De septembre 2007 à mars 2008, Isa Fremeaux et John Jordan ont parcouru l’Europe à la rencontre de 12 utopies anticapitalistes et autogérées, afin de démontrer que vivre malgré le capitalisme est non seulement possible mais peut-être aussi beau, enrichissant, source d’inspiration pour les autres*. Cet article relate la troisième escale de leur périple: l’école anarchiste Paideia au sud-ouest de l’Espagne.
Paideia est un îlot de, et en, résistance… D’ailleurs c’est exactement à cela que ressemble cette école libre de Mérida: une maison jaune entourée d’un jardin asséché et de quelques arbres, se tenant fièrement au milieu d’un océan de ronds-points à demi terminés et de chemins boueux creusés par des tractopelles. Il y a à peine un an, l’école anarchiste était au milieu d’un immense champ d’oliviers… Mais le développement urbain a, comme d’habitude, fait fi des arbres centenaires pour faire place à un énième complexe d’appartements.
Si cette situation géographique insolite exaspère et attriste autant les élèves que les instituteurs, elle ne les arrêtera certainement pas. L’école est le fruit d’une bataille permanente depuis 1978; elle a tenu bon face à tous les obstacles mis sur sa route, quelques véhicules industriels ne risquent pas de la faire plier. D’ailleurs l’endurance de Paideia n’a rien d’étonnant lorsque l’on rencontre Pepita, l’une des fondatrices de l’école libertaire: sous les cheveux rouge feu de cette femme petite et costaude, la ténacité du regard vous fait vite penser qu’il doit être plus facile de déplacer des montagnes que de la faire dévier du but qu’elle s’est donné.
On peut imaginer que ce but-là a dû nécessiter beaucoup d’obstination! Une école anarchiste, gérée par les élèves eux-mêmes, où l’une des valeurs fondamentales est le refus de toute autorité n’a certainement pas été simple, ni à mettre en place, ni à pérenniser. Et pourtant 29 ans après sa création Paideia est bien là avec ses 60 élèves et ses 10 professeurs, démontrant à tous les cyniques qu’il est possible, avec beaucoup de patience et de conviction d’appliquer les principes anarchistes à l’éducation des enfants sans mener au chaos. Bien au contraire.

> **EXERCICE A**
Répondez à ces questions à partir du texte sur l'école Paideia :
(i) De quelle couleur est la maison qui abrite l'école ?
(ii) Depuis quelle année l'école mène-t-elle sa bataille ?
(iii) Combien d'élèves et de professeurs compte Paideia ?
> **EXERCICE B**
Rédigez la suite du texte sur l'école Paideia, en reprenant après sa dernière phrase.
Les enregistrements constituent un matériau à part, indépendant du texte sur l'école Paideia.

> **ENREGISTREMENTS**

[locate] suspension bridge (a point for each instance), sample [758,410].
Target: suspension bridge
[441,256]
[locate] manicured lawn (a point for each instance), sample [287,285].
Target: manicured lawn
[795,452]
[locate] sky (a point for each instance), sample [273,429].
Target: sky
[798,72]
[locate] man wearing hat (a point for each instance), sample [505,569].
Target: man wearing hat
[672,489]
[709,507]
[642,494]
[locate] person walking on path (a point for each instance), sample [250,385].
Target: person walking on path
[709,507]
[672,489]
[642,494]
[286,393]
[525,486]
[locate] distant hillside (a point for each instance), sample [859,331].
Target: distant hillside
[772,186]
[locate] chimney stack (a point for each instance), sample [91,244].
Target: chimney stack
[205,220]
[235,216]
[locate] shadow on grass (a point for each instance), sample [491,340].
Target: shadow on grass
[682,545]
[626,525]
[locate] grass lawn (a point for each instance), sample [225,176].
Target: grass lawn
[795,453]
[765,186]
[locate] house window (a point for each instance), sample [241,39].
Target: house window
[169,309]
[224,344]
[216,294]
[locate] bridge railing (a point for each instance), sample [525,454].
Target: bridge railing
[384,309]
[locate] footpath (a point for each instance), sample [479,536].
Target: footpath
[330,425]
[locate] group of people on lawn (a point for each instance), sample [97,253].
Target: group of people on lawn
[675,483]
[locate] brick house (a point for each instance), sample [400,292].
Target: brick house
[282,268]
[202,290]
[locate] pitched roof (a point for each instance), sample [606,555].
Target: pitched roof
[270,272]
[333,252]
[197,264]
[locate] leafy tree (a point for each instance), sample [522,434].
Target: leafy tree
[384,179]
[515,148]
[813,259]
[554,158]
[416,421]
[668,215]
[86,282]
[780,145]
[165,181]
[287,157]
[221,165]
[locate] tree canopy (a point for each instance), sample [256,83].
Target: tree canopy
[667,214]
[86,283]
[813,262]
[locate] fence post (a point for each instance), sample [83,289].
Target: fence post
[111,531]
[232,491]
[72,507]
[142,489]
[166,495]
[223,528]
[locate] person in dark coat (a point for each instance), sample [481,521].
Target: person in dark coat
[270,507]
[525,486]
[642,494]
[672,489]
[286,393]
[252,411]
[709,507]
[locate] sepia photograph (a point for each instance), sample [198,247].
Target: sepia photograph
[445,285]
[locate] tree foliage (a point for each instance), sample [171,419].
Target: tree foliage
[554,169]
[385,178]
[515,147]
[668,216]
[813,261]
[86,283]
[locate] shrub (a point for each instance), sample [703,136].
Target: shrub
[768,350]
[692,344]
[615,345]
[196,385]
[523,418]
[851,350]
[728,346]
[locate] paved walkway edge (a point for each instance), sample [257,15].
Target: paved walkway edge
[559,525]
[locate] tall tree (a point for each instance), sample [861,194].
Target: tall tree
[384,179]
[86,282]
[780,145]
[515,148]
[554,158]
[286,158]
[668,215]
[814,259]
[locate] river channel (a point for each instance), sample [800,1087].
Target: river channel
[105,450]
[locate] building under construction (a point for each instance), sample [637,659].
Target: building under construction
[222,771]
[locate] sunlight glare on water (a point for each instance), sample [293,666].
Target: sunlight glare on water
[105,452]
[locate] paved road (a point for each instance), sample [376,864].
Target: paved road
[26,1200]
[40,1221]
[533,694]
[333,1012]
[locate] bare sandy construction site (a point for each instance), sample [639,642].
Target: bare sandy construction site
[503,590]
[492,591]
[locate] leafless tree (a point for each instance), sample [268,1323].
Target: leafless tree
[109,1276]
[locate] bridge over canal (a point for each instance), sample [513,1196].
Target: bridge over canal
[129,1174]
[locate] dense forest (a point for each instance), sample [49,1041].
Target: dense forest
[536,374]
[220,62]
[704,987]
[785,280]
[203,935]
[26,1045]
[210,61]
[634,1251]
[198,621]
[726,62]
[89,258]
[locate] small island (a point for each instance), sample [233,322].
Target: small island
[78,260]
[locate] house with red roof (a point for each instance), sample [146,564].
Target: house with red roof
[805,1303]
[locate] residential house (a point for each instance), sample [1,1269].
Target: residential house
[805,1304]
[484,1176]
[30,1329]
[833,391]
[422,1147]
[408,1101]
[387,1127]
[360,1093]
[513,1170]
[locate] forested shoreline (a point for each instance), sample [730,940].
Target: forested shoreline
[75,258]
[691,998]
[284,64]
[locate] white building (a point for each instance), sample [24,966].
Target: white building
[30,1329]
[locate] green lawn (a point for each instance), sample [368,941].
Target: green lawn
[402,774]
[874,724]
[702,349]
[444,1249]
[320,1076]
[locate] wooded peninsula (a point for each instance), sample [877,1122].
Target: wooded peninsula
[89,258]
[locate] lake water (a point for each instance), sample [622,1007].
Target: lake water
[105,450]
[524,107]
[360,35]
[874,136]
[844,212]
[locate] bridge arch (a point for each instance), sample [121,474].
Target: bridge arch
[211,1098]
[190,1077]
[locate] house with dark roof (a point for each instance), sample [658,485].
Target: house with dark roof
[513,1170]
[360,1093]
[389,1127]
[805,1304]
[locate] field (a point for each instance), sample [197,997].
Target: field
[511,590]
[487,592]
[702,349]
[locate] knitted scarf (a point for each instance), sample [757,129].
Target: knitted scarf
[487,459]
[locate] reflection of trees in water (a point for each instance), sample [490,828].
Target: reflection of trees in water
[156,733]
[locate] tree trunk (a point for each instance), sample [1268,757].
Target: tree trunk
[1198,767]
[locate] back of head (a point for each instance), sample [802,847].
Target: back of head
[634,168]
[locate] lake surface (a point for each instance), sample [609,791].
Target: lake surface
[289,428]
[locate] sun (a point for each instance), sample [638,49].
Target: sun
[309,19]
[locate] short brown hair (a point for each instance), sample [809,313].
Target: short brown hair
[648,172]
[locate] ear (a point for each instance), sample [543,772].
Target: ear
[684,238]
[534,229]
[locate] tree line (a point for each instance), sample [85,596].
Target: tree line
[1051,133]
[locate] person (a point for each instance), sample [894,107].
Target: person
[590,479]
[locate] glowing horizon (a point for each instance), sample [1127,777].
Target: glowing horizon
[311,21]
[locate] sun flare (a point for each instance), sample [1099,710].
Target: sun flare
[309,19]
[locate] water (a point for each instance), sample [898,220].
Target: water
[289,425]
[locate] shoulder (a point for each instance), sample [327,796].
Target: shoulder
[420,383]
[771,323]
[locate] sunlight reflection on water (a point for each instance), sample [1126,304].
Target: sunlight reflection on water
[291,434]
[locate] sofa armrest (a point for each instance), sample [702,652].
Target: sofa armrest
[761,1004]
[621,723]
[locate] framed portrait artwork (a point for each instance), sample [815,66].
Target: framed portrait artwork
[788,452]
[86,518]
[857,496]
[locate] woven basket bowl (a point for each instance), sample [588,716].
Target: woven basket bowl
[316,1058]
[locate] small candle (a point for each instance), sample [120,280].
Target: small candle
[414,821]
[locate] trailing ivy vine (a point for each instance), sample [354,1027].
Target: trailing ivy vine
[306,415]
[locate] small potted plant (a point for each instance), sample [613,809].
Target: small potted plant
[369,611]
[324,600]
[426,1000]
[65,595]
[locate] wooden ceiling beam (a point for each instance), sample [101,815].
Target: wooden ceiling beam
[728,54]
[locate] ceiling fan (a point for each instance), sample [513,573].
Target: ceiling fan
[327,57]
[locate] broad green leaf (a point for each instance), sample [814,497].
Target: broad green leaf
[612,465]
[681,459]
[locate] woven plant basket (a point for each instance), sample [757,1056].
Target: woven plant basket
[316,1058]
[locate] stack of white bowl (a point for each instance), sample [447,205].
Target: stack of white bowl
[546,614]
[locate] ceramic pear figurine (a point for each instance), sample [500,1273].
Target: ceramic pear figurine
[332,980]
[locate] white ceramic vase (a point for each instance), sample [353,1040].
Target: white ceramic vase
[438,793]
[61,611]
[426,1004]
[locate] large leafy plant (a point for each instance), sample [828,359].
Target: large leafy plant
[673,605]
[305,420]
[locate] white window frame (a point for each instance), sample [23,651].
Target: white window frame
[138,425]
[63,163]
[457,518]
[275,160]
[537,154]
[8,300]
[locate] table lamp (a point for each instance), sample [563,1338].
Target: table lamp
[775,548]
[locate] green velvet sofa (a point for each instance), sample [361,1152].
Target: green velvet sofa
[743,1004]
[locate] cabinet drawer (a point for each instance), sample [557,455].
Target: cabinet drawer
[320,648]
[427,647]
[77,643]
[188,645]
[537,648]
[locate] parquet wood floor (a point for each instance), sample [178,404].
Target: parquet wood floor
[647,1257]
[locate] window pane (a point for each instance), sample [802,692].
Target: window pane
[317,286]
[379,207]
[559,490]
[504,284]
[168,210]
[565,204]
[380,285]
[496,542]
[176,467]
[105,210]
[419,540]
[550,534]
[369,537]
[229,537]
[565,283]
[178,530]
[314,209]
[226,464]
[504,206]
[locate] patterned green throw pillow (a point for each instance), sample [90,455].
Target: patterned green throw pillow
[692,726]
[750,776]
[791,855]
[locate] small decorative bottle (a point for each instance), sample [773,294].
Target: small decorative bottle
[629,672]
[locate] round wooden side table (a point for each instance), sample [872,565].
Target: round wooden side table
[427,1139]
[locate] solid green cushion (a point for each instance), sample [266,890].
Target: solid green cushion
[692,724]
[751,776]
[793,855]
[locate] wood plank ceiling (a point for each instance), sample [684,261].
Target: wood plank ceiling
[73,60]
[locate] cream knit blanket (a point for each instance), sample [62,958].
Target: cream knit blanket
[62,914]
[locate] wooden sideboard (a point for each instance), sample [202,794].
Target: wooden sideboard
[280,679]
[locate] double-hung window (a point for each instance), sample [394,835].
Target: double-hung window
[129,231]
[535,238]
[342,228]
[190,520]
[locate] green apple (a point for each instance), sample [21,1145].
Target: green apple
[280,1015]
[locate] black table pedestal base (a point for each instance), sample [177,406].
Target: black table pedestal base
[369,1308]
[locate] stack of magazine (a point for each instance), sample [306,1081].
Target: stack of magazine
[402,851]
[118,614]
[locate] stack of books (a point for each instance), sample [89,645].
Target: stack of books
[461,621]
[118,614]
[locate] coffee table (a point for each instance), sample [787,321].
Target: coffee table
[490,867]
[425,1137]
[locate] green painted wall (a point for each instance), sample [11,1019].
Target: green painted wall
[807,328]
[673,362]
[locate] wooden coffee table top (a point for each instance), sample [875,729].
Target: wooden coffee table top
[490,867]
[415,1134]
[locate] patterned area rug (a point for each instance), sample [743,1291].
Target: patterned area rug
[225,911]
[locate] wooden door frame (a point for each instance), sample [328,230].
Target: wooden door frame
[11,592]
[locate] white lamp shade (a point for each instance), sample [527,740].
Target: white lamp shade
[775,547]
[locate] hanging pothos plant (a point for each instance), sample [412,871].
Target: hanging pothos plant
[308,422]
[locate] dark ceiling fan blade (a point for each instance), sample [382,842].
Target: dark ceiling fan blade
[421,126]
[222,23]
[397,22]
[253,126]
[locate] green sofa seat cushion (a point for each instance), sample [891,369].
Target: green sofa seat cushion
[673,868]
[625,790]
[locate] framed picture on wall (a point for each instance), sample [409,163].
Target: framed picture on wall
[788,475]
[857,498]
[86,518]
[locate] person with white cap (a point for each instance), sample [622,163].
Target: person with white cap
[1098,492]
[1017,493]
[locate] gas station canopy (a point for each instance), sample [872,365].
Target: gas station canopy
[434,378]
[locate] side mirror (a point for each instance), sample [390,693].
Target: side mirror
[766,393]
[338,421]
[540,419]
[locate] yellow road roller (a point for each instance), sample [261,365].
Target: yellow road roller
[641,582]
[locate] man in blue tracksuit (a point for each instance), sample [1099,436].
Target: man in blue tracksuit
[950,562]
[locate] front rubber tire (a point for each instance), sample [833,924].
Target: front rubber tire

> **RÉPONSE ÉCRITE A**
(i) Elle est jaune.
(ii) Depuis 1978.
(iii) Elle compte 60 élèves et 10 professeurs.

> **RÉPONSE ÉCRITE B**
Paideia est le concept antique grec faisant référence au processus de construction du caractère des citoyens. A l’école libre de Mérida, c’est ainsi que l’on considère l’éducation. Tout est basé sur 7 valeurs fondamentales: l’égalité, la solidarité, la justice, la liberté, la non-violence, la culture et le bonheur. Ce dernier est vu comme le plus important, car il est la somme de toutes les autres valeurs et l’objectif final de l’école. Mais comme nous l’a rappelé Pepita «le bonheur ce n’est pas avoir tout ce que l’on veut, c’est acquérir une vraie stabilité et maturité émotionnelle».
L’assemblée Le cœur du fonctionnement de l’école, comme tout groupe anarchiste qui se respecte, est l’assemblée: organe de démocratie directe où tous participent aux débats, où les décisions sont prises collectivement sans hiérarchie mais dans le respect de chacun. Ainsi qu’il s’agisse de l’emploi du temps, des matières à étudier, des menus ou des résolutions de conflits, la vie de l’école est régie par les assemblées où enfants et adultes travaillent de concert. Ces assemblées, qu’elles soient au niveau de l’école entière ou par groupe d’âge sont animées par les élèves eux-mêmes, à tour de rôle.
Le résultat le plus frappant de cette pédagogie est la maturité des enfants de Paideia: dès le plus jeune âge ils se montrent capables d’exposer leurs idées et leurs émotions, de raisonner, de faire part de leurs désaccords, de s’écouter les uns les autres et surtout d’émettre des propositions pour toujours trouver une solution acceptable par tous.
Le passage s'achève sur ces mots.